* What is required
Can you turn the items from the line with "the white framed" to the line with "x=622, y=484", both lines included, into a JSON list of strings with one string per line, leaving out blank lines and everything else?
:::::
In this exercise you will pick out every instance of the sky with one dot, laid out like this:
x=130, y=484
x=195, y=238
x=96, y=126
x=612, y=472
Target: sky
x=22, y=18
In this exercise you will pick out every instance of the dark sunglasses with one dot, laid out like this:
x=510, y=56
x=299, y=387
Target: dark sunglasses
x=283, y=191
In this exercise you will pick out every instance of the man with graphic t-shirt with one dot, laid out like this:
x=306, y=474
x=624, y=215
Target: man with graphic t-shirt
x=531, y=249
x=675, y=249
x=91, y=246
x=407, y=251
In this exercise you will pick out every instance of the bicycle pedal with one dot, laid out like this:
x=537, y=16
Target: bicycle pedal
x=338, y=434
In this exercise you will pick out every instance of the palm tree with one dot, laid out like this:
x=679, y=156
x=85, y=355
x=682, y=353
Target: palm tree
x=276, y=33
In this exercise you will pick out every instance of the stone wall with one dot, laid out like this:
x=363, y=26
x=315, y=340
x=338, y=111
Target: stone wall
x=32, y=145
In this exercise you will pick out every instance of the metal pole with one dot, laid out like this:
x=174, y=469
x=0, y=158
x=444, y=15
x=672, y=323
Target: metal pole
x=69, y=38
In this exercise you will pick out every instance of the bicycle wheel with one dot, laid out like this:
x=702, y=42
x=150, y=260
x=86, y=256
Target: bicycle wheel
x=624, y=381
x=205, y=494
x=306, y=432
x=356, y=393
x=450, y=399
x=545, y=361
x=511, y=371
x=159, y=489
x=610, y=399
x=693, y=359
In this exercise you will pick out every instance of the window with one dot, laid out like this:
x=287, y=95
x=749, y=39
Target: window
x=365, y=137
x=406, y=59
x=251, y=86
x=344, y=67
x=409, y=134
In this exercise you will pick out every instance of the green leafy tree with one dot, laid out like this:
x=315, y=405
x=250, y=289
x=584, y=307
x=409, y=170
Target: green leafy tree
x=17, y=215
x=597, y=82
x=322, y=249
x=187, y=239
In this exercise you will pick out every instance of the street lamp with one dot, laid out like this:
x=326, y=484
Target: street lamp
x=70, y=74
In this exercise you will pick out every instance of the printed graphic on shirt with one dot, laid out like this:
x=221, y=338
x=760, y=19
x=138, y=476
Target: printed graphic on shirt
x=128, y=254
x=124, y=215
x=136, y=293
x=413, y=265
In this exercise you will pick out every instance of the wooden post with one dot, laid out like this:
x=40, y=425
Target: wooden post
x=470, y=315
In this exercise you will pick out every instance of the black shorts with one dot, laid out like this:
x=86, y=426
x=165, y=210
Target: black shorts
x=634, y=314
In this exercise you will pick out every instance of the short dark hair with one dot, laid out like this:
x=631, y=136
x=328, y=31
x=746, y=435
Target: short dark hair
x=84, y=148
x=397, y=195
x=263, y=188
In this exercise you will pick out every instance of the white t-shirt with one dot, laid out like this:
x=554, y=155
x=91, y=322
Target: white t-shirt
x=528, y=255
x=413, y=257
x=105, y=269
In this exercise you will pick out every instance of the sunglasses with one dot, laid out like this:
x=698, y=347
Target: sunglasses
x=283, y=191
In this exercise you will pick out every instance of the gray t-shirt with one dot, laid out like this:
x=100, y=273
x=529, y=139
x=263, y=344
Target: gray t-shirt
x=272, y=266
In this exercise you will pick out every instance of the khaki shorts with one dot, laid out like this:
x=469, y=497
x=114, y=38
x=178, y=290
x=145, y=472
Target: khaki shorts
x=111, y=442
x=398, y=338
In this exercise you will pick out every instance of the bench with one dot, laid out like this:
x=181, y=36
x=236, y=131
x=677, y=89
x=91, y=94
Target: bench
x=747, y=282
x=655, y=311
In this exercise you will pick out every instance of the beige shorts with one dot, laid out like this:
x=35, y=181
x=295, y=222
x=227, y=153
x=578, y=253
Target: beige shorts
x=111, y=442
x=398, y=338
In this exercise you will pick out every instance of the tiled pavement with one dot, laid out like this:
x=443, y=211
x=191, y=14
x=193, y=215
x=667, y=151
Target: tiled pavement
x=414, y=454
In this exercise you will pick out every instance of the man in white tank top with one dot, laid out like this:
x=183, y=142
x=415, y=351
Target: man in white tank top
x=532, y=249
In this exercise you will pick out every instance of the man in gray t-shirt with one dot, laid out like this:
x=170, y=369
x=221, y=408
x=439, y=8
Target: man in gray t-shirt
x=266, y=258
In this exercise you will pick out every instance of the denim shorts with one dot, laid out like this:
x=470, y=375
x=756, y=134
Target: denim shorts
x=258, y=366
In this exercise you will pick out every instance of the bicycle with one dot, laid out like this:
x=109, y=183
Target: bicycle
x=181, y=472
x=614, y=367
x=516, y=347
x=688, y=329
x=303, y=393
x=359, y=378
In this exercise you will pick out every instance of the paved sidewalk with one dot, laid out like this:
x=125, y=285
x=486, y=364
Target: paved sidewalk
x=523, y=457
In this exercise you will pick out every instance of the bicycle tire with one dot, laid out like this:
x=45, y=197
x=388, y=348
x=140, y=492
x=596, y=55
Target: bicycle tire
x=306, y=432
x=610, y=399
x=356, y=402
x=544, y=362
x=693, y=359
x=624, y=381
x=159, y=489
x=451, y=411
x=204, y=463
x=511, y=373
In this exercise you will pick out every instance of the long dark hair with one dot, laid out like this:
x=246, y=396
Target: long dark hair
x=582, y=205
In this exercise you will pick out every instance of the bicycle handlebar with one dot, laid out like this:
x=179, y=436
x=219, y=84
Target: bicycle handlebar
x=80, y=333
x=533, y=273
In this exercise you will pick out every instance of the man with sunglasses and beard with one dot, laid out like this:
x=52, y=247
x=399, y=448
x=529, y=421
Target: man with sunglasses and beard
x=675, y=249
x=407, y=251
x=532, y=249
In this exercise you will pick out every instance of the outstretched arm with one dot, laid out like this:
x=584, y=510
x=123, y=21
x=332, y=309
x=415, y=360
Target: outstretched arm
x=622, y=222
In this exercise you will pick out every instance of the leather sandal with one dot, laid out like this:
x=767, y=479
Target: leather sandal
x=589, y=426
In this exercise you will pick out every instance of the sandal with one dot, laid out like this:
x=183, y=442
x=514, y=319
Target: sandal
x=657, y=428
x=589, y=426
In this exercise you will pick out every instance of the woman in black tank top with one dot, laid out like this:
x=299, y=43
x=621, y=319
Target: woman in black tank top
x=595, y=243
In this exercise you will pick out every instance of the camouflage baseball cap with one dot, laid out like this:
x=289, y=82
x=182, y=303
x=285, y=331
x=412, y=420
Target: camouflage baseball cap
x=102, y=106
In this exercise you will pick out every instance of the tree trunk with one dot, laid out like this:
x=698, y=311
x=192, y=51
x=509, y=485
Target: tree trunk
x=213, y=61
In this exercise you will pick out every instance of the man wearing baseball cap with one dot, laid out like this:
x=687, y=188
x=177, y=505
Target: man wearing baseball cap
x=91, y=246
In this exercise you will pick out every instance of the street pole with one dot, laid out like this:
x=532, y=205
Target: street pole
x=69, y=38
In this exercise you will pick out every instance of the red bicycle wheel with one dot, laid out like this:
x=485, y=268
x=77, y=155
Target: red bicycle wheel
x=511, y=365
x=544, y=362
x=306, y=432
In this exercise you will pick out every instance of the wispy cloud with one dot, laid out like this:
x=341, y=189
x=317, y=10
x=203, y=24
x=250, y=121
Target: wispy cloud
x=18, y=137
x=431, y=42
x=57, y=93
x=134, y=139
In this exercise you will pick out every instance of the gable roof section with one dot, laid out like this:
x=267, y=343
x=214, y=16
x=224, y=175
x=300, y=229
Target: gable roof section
:::::
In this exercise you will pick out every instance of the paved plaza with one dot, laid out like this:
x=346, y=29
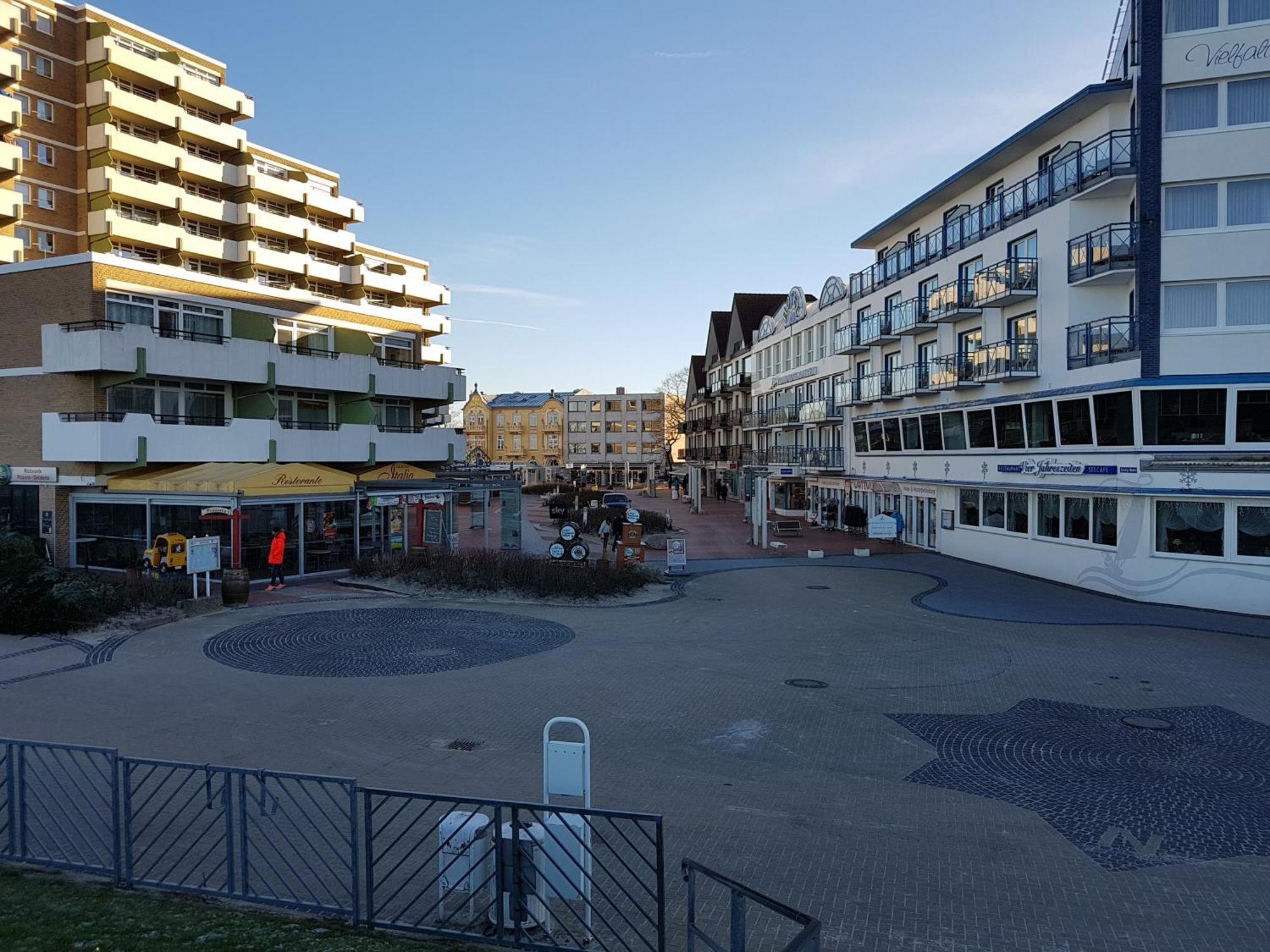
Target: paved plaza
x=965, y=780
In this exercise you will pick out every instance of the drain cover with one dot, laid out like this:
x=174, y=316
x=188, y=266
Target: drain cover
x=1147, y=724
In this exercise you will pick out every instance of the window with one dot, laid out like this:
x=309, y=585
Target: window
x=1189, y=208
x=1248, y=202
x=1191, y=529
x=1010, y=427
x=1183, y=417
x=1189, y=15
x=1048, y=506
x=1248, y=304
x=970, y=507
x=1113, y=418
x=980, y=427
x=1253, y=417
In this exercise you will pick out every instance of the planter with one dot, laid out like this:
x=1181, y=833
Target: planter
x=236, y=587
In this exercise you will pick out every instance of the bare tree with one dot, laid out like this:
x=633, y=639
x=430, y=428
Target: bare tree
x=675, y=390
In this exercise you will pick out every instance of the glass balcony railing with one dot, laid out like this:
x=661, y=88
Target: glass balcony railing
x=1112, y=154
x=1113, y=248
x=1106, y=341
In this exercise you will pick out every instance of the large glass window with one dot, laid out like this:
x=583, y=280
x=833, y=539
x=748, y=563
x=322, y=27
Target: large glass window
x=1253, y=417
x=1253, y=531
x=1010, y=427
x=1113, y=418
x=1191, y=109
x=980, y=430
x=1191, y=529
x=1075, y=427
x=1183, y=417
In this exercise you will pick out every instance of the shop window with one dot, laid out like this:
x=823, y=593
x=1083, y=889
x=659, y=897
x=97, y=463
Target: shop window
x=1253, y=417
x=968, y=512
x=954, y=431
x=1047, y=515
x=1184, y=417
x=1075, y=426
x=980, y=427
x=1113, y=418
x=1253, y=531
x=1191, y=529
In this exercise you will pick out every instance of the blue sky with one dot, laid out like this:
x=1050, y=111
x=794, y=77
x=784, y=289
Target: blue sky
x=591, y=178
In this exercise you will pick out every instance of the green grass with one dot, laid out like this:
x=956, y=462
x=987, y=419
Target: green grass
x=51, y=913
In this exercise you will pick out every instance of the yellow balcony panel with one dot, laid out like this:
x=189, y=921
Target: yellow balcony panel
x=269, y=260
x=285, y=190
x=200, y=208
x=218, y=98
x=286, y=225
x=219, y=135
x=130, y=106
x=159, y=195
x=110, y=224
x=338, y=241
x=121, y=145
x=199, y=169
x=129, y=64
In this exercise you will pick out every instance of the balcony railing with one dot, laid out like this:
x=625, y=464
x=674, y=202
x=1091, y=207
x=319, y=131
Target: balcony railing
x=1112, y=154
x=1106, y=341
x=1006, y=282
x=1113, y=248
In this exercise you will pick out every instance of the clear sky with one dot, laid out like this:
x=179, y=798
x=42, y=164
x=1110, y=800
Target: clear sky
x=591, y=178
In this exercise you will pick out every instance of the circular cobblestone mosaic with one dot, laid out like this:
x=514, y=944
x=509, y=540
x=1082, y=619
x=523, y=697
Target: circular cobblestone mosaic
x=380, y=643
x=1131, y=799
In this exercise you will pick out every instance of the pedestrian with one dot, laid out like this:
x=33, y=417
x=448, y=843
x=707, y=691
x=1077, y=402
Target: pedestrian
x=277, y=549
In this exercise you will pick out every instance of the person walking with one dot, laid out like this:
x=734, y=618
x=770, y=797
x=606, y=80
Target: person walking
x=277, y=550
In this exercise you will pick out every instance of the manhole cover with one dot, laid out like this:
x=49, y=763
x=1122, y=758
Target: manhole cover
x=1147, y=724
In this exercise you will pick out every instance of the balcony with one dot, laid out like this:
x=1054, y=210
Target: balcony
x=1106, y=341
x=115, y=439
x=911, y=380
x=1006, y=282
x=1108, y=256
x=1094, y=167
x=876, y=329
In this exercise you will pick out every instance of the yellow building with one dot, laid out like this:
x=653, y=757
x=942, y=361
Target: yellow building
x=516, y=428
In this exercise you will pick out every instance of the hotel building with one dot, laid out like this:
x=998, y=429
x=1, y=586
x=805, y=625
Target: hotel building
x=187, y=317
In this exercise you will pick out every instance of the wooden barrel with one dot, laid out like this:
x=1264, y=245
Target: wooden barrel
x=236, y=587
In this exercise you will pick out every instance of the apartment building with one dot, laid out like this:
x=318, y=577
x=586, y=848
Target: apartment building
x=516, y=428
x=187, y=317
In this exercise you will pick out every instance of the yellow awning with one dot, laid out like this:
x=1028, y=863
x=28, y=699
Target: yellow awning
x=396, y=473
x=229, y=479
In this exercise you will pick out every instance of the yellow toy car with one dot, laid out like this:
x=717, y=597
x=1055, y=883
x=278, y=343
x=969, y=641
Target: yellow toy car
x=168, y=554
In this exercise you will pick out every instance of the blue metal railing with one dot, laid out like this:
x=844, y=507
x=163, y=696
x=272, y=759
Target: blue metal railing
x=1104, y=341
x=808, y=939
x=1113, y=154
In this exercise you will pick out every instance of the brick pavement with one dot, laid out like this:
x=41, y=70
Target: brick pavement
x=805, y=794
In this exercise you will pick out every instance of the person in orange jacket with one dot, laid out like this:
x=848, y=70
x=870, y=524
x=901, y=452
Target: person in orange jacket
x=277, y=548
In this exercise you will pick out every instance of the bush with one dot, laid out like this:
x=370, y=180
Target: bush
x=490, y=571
:::::
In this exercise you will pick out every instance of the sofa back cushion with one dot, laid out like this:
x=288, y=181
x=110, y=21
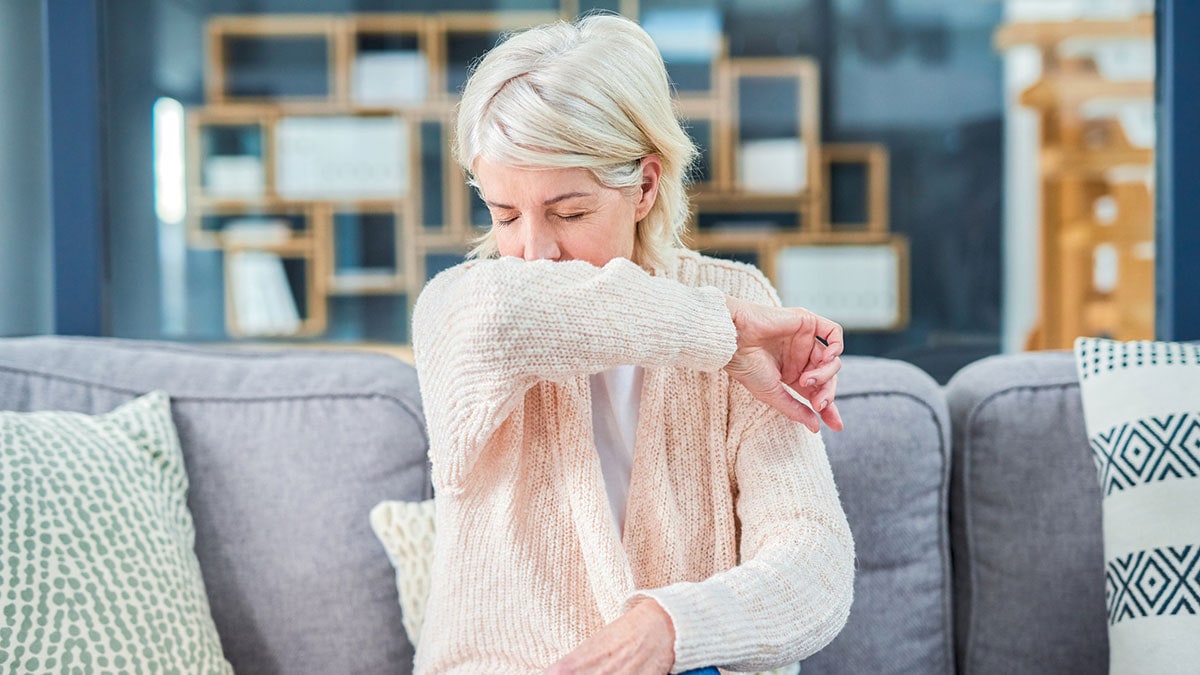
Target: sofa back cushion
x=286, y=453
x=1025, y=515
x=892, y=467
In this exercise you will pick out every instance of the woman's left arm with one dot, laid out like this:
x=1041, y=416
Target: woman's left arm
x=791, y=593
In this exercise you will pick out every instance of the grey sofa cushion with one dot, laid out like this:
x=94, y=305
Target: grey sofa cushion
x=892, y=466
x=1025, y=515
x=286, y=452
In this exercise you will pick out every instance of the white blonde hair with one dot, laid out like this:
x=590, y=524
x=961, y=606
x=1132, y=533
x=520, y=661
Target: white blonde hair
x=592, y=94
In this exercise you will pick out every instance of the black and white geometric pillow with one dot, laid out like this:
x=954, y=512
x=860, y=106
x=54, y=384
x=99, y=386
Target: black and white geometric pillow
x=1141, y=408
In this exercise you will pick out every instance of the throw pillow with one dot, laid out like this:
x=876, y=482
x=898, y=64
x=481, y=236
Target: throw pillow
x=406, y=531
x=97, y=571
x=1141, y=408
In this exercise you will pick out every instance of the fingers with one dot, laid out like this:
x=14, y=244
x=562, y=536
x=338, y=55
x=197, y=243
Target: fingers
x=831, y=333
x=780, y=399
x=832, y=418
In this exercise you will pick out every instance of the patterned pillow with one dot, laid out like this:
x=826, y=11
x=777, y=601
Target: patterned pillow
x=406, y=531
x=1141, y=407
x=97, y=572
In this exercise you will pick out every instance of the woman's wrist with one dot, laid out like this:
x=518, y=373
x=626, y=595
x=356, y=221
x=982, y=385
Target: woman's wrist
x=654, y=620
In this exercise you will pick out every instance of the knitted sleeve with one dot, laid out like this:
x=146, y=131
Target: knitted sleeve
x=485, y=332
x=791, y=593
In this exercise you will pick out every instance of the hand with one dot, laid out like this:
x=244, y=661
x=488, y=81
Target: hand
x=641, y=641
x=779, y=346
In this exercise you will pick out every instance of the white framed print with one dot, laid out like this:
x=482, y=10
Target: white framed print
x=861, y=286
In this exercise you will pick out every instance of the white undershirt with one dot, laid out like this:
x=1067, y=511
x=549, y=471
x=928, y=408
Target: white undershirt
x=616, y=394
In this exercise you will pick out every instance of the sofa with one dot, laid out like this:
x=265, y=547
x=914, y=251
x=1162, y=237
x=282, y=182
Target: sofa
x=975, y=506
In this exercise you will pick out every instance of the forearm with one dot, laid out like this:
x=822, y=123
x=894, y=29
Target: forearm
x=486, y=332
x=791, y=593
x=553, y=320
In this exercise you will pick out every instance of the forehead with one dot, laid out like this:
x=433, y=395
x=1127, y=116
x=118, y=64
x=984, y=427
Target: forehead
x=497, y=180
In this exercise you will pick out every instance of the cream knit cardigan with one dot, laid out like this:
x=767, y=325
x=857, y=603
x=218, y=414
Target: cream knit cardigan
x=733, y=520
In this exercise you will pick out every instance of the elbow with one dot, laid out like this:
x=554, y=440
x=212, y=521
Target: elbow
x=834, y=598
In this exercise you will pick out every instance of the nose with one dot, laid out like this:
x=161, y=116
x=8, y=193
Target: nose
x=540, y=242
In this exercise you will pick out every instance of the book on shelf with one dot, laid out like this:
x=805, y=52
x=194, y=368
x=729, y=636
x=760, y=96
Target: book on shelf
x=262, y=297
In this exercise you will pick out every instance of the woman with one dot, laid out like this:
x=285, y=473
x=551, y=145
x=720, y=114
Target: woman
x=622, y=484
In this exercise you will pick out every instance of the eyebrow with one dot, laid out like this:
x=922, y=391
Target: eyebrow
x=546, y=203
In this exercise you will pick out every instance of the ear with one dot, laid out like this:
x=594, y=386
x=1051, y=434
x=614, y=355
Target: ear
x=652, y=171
:::::
* Result for this exercise
[
  "In this exercise you will pick out every instance of the white framed print with one dot, laid out like this:",
  "x=482, y=10",
  "Target: white framed print",
  "x=861, y=286",
  "In this exercise you will pick out every instance of the white undershirt with one dot, laid out like this:",
  "x=1067, y=511",
  "x=549, y=471",
  "x=928, y=408",
  "Target: white undershirt",
  "x=616, y=394",
  "In this exercise you will pick out every instance of the sofa with one dot, laid out like this:",
  "x=265, y=547",
  "x=914, y=251",
  "x=1162, y=237",
  "x=282, y=182",
  "Target: sofa",
  "x=975, y=506",
  "In this exercise you will pick out every instance of the forearm with one dot, laid out like this:",
  "x=822, y=123",
  "x=894, y=29",
  "Target: forearm",
  "x=486, y=332",
  "x=791, y=593",
  "x=553, y=320",
  "In this exercise you will pick out every instance of the forehead with one dot, laid out like this:",
  "x=433, y=395",
  "x=1127, y=116",
  "x=118, y=64",
  "x=984, y=427",
  "Target: forehead",
  "x=497, y=180",
  "In this exercise you will pick out every instance of the cream knit cardigan with one dot, laid out like this:",
  "x=767, y=325",
  "x=857, y=603",
  "x=218, y=414",
  "Target: cream knit cardigan",
  "x=733, y=520",
  "In this exercise you will pick out every instance of the elbow with one dot, laid out like this:",
  "x=554, y=440",
  "x=212, y=521",
  "Target: elbow",
  "x=834, y=598",
  "In this exercise you will pick out every instance of the nose with one dot, laid out like this:",
  "x=161, y=116",
  "x=8, y=193",
  "Target: nose",
  "x=540, y=242",
  "In this exercise you will pick out every instance of the book on shelf with one dot, laid out like this:",
  "x=805, y=52",
  "x=194, y=368",
  "x=729, y=636",
  "x=760, y=96",
  "Target: book on shelf",
  "x=262, y=297",
  "In this exercise you will pick out every instance of the woman with one dot, laid out like this:",
  "x=285, y=473",
  "x=551, y=145",
  "x=720, y=114",
  "Target: woman",
  "x=622, y=484"
]